What the task asks
Among the entries below, how many lines hold "bird"? Only the number is wanted.

Record extracts
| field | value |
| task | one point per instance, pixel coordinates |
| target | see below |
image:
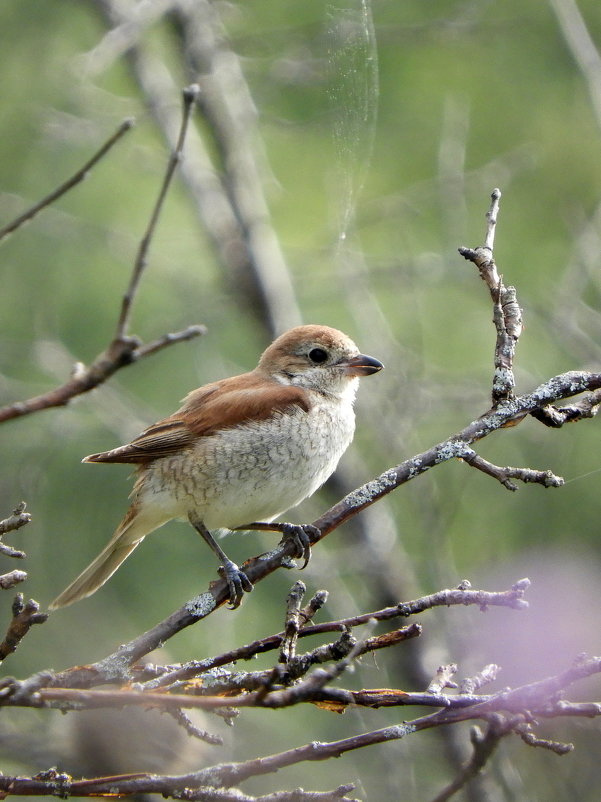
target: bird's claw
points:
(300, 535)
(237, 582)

--

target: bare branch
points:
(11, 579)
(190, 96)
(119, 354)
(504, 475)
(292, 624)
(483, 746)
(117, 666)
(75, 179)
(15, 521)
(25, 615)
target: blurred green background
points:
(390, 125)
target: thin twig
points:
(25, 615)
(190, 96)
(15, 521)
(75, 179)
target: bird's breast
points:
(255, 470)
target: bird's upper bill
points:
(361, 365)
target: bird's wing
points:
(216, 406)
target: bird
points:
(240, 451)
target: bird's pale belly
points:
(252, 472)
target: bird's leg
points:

Solution to the exercise
7